--- START Excerpted passage ---
Ghost
Jason Reynolds (2016)
“A kid who can't stop running from his past discovers what it means to run toward something instead.”
Essay Questions & Food for Thought
30questions designed to challenge assumptions and provoke original thinking. These can't be answered from a summary — you need the actual text.
Why does Reynolds open the novel with the shooting rather than building up to it? What does this structural choice communicate about how trauma operates in Ghost's life?
Ghost carries a bullet casing in an Altoids tin. What is the symbolic function of this object, and how does Ghost's relationship to it change across the novel?
Running operates as both literal activity and extended metaphor throughout the novel. Identify at least three distinct meanings 'running' carries and explain how Reynolds manages to hold them simultaneously.
Why does Coach never yell at Ghost? How does Coach's quietness function differently from every other authority figure Ghost has encountered?
--- END Excerpted passage ---
■ Direction 1: Can you extract the part of the study guide between "Ghost carries a" and "Ghost has encountered?", inclusive?
The entries have no connection to the study guide.
--- START Records to use ---
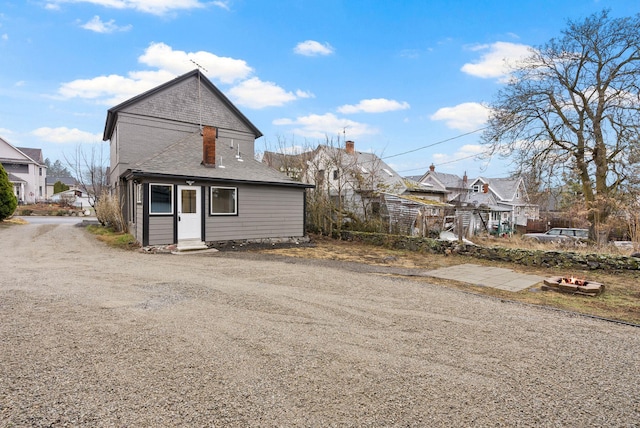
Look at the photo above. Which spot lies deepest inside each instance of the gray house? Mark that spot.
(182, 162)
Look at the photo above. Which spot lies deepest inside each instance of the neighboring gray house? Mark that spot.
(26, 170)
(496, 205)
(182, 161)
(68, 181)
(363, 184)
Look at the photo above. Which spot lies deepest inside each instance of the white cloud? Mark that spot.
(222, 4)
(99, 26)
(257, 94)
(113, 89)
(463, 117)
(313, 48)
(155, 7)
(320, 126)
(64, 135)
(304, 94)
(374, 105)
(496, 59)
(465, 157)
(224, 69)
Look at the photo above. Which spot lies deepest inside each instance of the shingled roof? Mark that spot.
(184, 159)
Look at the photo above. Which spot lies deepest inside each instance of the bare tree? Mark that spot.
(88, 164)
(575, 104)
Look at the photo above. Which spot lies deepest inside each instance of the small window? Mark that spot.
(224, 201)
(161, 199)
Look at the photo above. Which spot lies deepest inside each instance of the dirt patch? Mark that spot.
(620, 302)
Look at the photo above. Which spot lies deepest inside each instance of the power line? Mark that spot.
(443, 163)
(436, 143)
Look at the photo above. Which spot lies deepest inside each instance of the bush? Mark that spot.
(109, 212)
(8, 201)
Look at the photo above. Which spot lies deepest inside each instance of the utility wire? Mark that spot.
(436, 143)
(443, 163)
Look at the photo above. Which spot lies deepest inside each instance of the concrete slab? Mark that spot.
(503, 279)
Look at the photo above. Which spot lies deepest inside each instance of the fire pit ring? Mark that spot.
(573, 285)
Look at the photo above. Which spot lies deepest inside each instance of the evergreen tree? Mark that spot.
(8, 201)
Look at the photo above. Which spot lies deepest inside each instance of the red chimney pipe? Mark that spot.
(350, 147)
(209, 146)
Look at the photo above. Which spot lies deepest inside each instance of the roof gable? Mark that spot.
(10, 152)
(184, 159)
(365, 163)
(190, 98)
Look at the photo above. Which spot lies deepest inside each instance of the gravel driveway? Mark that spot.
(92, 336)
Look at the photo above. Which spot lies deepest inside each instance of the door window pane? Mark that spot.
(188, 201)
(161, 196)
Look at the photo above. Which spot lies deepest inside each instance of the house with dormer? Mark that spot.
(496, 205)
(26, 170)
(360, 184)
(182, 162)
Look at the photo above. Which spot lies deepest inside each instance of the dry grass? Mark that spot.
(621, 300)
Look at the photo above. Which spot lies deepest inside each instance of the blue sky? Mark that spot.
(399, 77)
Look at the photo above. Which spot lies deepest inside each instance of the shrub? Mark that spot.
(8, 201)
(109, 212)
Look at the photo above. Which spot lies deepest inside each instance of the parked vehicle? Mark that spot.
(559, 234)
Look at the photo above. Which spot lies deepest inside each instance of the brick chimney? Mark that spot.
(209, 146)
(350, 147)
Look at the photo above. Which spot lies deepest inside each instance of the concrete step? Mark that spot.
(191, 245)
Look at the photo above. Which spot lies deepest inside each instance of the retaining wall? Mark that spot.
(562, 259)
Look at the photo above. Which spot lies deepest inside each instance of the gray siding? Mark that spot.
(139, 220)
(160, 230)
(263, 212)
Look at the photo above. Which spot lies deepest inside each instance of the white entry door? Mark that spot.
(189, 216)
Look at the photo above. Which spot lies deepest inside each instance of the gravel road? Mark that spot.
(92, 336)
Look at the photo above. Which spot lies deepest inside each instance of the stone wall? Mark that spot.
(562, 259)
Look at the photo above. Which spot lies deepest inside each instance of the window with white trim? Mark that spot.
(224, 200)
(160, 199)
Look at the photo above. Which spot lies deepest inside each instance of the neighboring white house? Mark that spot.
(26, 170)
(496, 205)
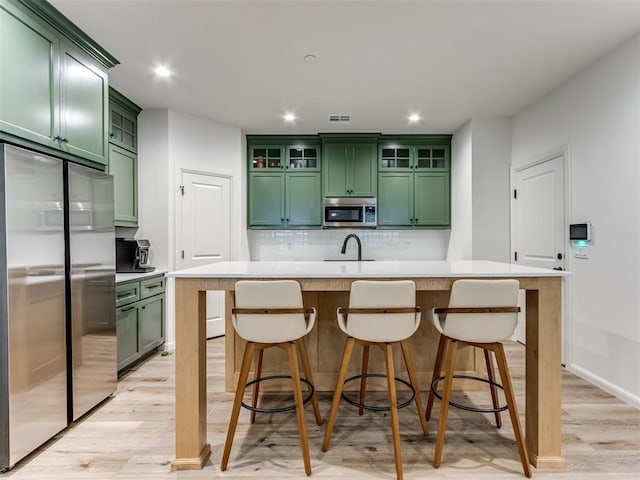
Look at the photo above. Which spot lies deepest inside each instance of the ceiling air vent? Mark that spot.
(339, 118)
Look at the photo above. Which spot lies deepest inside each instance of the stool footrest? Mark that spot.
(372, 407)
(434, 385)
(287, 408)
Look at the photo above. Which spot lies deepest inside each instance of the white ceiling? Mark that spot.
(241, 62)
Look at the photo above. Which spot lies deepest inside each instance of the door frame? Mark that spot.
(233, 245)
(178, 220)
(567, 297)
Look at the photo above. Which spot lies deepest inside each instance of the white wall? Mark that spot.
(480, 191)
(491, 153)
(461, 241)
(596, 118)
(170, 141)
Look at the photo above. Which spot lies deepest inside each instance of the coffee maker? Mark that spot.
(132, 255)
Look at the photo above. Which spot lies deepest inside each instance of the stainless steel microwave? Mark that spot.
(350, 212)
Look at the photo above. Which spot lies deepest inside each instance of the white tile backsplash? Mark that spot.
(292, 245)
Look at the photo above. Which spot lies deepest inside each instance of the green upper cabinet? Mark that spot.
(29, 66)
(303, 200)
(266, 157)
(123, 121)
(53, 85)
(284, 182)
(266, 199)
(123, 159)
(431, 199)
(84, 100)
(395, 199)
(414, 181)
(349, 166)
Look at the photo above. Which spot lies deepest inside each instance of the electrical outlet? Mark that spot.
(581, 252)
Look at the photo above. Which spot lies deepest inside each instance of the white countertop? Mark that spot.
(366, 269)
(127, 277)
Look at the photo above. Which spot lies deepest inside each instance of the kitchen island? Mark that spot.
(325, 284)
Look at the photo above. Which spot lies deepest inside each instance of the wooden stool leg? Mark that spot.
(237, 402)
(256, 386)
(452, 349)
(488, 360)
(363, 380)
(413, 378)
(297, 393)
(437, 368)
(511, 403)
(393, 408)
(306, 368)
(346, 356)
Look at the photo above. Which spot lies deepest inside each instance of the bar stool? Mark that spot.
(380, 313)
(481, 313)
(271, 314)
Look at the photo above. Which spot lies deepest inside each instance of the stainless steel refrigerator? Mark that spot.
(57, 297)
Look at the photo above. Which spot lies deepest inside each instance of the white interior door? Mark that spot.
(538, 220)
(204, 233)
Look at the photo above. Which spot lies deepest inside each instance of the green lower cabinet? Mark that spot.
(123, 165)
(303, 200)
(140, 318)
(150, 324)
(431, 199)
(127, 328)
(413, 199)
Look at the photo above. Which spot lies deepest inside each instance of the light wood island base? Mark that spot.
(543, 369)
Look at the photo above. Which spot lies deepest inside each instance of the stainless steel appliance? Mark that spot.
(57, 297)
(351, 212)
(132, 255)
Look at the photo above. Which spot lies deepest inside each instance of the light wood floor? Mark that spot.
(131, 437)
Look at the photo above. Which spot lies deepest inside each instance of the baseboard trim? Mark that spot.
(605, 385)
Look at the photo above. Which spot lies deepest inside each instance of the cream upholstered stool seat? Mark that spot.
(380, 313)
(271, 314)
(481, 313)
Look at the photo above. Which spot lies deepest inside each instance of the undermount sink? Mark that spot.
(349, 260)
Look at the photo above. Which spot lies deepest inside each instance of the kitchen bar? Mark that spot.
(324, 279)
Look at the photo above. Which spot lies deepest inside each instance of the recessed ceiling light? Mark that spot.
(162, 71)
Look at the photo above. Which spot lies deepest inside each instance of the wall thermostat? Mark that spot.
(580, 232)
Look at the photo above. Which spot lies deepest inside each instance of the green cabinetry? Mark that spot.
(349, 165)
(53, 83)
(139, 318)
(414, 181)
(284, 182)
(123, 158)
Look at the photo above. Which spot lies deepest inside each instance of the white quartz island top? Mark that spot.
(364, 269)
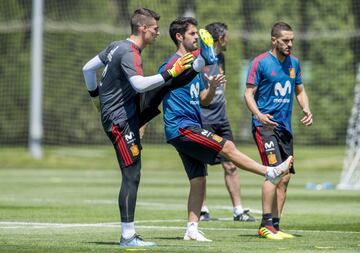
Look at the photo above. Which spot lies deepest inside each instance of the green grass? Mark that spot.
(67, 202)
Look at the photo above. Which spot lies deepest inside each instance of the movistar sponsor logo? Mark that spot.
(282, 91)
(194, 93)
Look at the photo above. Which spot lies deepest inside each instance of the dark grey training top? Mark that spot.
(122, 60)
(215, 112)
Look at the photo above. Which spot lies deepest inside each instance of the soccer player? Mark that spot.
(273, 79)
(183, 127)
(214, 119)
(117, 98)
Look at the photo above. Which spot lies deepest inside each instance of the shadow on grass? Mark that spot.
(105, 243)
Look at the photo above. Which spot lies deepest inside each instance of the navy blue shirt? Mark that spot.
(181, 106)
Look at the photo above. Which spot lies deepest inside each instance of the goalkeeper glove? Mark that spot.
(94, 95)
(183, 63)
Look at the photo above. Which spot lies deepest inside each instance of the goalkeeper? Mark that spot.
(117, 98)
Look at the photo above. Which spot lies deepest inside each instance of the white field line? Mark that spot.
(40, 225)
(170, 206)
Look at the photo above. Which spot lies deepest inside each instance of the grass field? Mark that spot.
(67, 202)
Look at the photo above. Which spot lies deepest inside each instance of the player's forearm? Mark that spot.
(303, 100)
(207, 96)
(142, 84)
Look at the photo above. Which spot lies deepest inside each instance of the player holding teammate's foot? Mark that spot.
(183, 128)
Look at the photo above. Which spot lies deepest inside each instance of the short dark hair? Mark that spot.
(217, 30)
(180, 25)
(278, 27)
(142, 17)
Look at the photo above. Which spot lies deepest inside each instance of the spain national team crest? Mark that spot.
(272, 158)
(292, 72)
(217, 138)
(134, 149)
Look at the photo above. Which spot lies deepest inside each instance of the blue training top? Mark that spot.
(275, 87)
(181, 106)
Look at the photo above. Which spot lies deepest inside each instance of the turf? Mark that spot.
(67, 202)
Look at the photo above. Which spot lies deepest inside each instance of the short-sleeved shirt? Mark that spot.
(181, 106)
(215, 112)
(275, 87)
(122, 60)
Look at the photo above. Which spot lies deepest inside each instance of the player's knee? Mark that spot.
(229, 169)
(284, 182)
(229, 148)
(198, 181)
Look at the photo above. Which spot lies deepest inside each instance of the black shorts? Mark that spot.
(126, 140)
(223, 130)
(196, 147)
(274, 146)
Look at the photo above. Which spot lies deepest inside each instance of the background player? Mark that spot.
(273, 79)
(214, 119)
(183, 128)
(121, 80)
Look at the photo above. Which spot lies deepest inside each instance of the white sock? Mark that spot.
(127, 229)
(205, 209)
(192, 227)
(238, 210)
--- END Records to use ---
■ Direction 2: Could you copy the entries word for word, from the line containing "blue training top? Mark that spot." through the last entry, including both ends?

■ Output 1:
Ghost carries a bullet casing in an Altoids tin. What is the symbolic function of this object, and how does Ghost's relationship to it change across the novel?
Running operates as both literal activity and extended metaphor throughout the novel. Identify at least three distinct meanings 'running' carries and explain how Reynolds manages to hold them simultaneously.
Why does Coach never yell at Ghost? How does Coach's quietness function differently from every other authority figure Ghost has encountered?

■ Output 2:
Look at the photo above. Which spot lies deepest inside each instance of the blue training top? Mark that spot.
(275, 87)
(181, 106)
Look at the photo above. Which spot lies deepest inside each instance of the turf? Mark that spot.
(67, 202)
Look at the photo above. Which spot lies deepest inside each instance of the short-sleeved shirt? Mark that spot.
(181, 106)
(215, 112)
(275, 87)
(122, 60)
Look at the photo above. Which spot lies deepest inside each instance of the player's knee? Mark that spot.
(229, 169)
(284, 182)
(229, 148)
(198, 181)
Look at the photo above. Which spot lies deepest inside each instance of the black shorts? Mark that spot.
(126, 140)
(223, 130)
(196, 147)
(274, 146)
Look at the photo above. Which spot lies deepest inside each instance of the background player? Mark that spot.
(273, 79)
(214, 119)
(183, 128)
(121, 80)
Look at the photo above. Which spot lies deepest inside each instance of the white sock? Mark that spot.
(127, 229)
(205, 209)
(192, 227)
(238, 210)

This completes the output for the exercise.